━━ Data for this exercise ━━
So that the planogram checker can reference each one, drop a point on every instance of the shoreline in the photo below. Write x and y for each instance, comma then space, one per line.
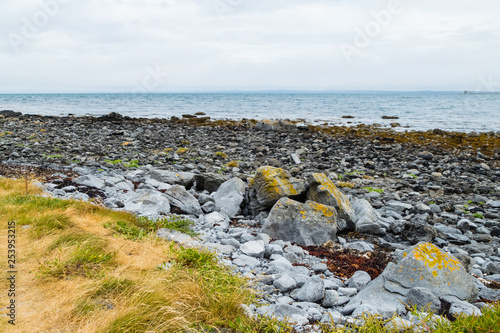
430, 186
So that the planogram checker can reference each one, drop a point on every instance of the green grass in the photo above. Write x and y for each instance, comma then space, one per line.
52, 156
87, 258
142, 227
114, 162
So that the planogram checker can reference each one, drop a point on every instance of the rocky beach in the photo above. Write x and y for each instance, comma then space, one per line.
330, 222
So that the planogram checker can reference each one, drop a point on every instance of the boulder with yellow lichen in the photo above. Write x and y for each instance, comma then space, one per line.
324, 191
423, 267
306, 224
271, 184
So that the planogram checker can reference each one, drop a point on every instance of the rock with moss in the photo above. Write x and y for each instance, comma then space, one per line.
306, 224
272, 184
425, 265
324, 191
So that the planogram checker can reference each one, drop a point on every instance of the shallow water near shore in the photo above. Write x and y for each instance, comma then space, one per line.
451, 111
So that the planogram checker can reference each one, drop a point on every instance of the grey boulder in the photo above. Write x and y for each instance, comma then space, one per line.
312, 291
152, 204
182, 199
229, 197
306, 224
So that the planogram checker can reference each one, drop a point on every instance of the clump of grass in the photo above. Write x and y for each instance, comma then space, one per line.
371, 189
345, 184
87, 259
143, 227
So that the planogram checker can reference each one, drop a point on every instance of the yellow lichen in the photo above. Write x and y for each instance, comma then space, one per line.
432, 257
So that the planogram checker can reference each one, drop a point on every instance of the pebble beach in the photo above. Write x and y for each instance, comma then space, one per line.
403, 195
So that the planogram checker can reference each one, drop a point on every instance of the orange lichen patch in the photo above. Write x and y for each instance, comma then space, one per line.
432, 257
326, 211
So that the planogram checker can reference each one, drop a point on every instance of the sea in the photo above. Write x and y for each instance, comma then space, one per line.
451, 111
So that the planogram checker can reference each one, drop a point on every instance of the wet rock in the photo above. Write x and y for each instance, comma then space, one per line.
182, 199
254, 249
285, 283
90, 180
312, 291
425, 265
185, 179
324, 191
369, 220
359, 280
305, 224
424, 299
208, 181
10, 114
229, 197
272, 184
418, 230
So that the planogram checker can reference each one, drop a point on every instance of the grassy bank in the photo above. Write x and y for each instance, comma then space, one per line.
84, 268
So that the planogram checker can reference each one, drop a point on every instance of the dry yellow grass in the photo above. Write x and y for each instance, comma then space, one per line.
127, 293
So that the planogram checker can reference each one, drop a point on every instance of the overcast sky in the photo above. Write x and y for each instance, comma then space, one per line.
193, 45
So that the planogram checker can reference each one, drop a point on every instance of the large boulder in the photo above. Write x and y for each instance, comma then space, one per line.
182, 199
229, 197
208, 181
421, 267
90, 180
185, 179
324, 191
425, 265
369, 221
272, 184
306, 224
149, 203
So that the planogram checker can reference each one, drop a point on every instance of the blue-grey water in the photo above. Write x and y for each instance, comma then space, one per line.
419, 111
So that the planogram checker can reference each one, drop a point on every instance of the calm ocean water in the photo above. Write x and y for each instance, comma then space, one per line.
421, 111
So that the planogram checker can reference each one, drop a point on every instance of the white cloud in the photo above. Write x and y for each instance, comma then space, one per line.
106, 45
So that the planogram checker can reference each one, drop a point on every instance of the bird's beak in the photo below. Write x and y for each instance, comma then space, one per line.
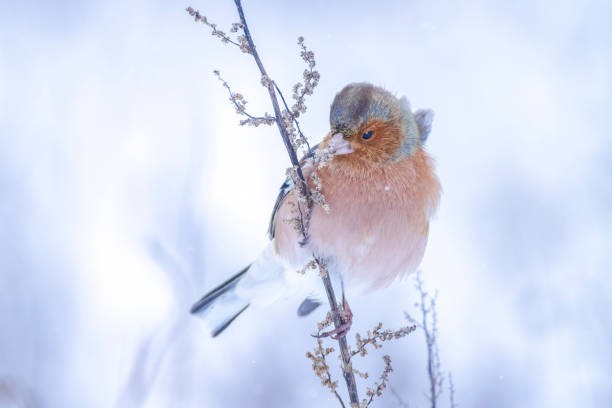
━━━
**Given exercise**
Pick out each line in the rows above that contains the word "grey" and copy those lines in full.

**Correct answer**
So that the planogram checker can reference each one, drop a point on every instance of the grey boulder in the photo above. Write x and y for each instance, comma then space, one per line.
So that the planogram checker can reference each one, drop a point on every instance of the blue-grey water in the photo above. Write x and y for each instance, comma then space, one per line.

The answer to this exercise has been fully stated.